- **练习要求**
将下方讲解 LeetCode 第 91 题 Decode Ways 的文章从头到尾逐字照抄一遍。

- **阅读选段**
[LeetCode] 91. Decode Ways

题：https://leetcode.com/problems/decode-ways/description/

题目

A message containing letters from A-Z is being encoded to numbers using the following mapping:

'A' -> 1
'B' -> 2
...
'Z' -> 26

Given a non-empty string containing only digits, determine the total number of ways to decode it.

Example 1:

Input: "12"
Output: 2
Explanation: It could be decoded as "AB" (1 2) or "L" (12).

Example 2:

Input: "226"
Output: 3
Explanation: It could be decoded as "BZ" (2 26), "VF" (22 6), or "BBF" (2 2 6).

思路

题目大意

由 字母 -> 数字 的映射表，推算出给定一个 数字字符串，最多有多少种对应的 字母字符串。

解题思路

第一版

这题和 爬梯子 的题很相似。字母对应的 数字 有1位和2位。
设 dp状态为：dp[i] ，字符串s[:i] 对应字符串的最大个数。
状态转移方程为:
dp[i] =(dp[i-2] if s[i-2:i] 存在对应的字符 else 0) + (dp[i-1] if s[i-1:i] 存在对应的字符 else 0 )

初始化 dp[0] = 1,dp[1] =1 但需要判断 s[0] !=0。

由于 dp只用到前两个状态，所以这里用 dp[0-2] 表示。

最简化代码

class Solution:
    sdict = {}
    def numDecodings(self, s):
        """

- **原始数据**
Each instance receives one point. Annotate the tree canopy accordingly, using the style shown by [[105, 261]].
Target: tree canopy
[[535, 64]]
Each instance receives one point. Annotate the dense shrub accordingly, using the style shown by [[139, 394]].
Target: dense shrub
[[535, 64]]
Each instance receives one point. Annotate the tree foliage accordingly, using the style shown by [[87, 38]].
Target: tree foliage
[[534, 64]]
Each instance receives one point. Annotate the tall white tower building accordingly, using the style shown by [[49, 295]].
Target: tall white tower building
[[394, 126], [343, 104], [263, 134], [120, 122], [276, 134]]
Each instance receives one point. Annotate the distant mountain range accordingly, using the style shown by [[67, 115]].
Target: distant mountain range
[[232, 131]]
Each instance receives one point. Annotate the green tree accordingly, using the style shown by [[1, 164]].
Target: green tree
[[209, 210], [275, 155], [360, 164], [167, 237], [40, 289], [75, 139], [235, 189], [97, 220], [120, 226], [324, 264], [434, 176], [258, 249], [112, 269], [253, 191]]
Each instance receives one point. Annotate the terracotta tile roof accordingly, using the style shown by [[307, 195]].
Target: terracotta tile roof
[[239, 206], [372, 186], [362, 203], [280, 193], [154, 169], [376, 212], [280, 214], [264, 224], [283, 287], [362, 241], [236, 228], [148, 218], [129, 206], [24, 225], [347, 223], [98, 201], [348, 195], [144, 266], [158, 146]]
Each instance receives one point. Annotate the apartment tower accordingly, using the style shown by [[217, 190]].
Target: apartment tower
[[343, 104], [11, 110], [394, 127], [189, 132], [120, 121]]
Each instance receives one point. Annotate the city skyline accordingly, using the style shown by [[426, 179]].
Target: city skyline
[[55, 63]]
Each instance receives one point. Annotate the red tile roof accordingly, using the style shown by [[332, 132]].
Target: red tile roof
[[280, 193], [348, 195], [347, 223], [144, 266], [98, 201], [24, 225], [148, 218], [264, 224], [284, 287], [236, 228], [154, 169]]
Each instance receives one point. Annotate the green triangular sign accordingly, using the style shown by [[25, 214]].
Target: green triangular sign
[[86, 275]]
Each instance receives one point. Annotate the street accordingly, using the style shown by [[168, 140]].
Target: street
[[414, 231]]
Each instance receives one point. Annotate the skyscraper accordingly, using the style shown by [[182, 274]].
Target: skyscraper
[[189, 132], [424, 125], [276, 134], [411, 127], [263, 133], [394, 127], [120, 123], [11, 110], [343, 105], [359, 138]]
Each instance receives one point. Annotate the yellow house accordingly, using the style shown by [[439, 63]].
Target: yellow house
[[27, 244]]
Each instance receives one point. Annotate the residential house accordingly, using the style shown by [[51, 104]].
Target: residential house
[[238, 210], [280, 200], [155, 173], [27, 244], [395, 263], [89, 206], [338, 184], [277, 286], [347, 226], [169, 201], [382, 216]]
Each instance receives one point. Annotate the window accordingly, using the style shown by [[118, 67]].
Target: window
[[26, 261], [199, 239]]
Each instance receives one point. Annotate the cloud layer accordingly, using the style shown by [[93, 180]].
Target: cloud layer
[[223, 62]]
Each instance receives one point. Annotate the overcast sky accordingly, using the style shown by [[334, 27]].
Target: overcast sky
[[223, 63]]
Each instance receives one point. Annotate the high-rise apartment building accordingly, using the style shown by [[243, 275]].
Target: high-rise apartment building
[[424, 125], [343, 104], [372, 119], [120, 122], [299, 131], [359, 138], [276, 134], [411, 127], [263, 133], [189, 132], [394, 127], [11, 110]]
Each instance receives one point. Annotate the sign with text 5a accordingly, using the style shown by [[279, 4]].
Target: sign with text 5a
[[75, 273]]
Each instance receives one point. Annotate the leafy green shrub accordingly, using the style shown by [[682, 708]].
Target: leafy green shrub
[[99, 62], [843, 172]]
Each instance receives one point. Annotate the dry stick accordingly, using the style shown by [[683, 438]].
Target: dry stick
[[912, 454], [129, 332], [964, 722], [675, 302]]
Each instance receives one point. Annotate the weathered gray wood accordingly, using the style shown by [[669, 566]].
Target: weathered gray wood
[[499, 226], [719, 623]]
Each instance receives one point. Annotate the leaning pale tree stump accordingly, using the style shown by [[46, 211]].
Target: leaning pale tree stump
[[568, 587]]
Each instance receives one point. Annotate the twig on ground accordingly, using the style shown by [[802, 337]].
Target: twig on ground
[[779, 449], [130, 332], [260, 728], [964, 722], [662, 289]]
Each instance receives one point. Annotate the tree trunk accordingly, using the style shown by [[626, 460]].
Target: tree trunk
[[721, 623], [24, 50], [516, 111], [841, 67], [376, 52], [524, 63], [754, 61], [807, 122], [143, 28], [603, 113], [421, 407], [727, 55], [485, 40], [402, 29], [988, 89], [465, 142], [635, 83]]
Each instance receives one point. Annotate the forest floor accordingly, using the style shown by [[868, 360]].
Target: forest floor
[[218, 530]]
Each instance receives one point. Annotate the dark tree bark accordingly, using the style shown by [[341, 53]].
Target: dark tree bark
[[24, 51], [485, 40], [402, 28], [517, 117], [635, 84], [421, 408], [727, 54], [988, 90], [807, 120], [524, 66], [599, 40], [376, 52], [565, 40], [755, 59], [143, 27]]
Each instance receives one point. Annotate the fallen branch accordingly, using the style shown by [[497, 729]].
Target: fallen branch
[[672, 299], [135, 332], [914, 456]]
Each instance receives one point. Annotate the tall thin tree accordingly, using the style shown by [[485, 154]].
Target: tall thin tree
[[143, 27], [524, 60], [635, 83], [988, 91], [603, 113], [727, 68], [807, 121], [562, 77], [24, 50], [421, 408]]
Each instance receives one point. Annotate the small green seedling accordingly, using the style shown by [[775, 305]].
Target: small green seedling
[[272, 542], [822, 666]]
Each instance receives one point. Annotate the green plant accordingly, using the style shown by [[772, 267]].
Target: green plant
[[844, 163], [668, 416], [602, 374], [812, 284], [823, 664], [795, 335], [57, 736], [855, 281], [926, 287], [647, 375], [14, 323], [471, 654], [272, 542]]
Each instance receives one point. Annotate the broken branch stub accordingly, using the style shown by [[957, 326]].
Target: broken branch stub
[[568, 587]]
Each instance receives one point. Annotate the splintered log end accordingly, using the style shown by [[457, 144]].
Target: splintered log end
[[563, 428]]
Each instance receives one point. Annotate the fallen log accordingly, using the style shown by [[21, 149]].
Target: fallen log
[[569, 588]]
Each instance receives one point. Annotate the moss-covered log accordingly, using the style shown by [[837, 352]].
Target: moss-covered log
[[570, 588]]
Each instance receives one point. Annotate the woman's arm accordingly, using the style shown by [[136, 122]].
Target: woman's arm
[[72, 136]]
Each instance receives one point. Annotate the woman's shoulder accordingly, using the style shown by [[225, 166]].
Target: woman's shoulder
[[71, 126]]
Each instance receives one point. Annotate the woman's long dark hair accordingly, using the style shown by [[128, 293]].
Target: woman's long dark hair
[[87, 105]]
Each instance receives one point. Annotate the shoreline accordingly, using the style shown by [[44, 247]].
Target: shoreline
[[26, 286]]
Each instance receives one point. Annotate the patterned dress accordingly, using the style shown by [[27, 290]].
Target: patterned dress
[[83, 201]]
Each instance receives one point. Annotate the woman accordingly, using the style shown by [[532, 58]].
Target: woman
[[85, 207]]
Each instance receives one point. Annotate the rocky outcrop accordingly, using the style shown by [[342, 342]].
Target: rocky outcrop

- **正确输出**
[LeetCode] 91. Decode Ways

题：https://leetcode.com/problems/decode-ways/description/

题目

A message containing letters from A-Z is being encoded to numbers using the following mapping:

'A' -> 1
'B' -> 2
...
'Z' -> 26

Given a non-empty string containing only digits, determine the total number of ways to decode it.

Example 1:

Input: "12"
Output: 2
Explanation: It could be decoded as "AB" (1 2) or "L" (12).

Example 2:

Input: "226"
Output: 3
Explanation: It could be decoded as "BZ" (2 26), "VF" (22 6), or "BBF" (2 2 6).

思路

题目大意

由 字母 -> 数字 的映射表，推算出给定一个 数字字符串，最多有多少种对应的 字母字符串。

解题思路

第一版

这题和 爬梯子 的题很相似。字母对应的 数字 有1位和2位。
设 dp状态为：dp[i] ，字符串s[:i] 对应字符串的最大个数。
状态转移方程为:
dp[i] =(dp[i-2] if s[i-2:i] 存在对应的字符 else 0) + (dp[i-1] if s[i-1:i] 存在对应的字符 else 0 )

初始化 dp[0] = 1,dp[1] =1 但需要判断 s[0] !=0。

由于 dp只用到前两个状态，所以这里用 dp[0-2] 表示。

最简化代码

class Solution:
    sdict = {}
    def numDecodings(self, s):
        """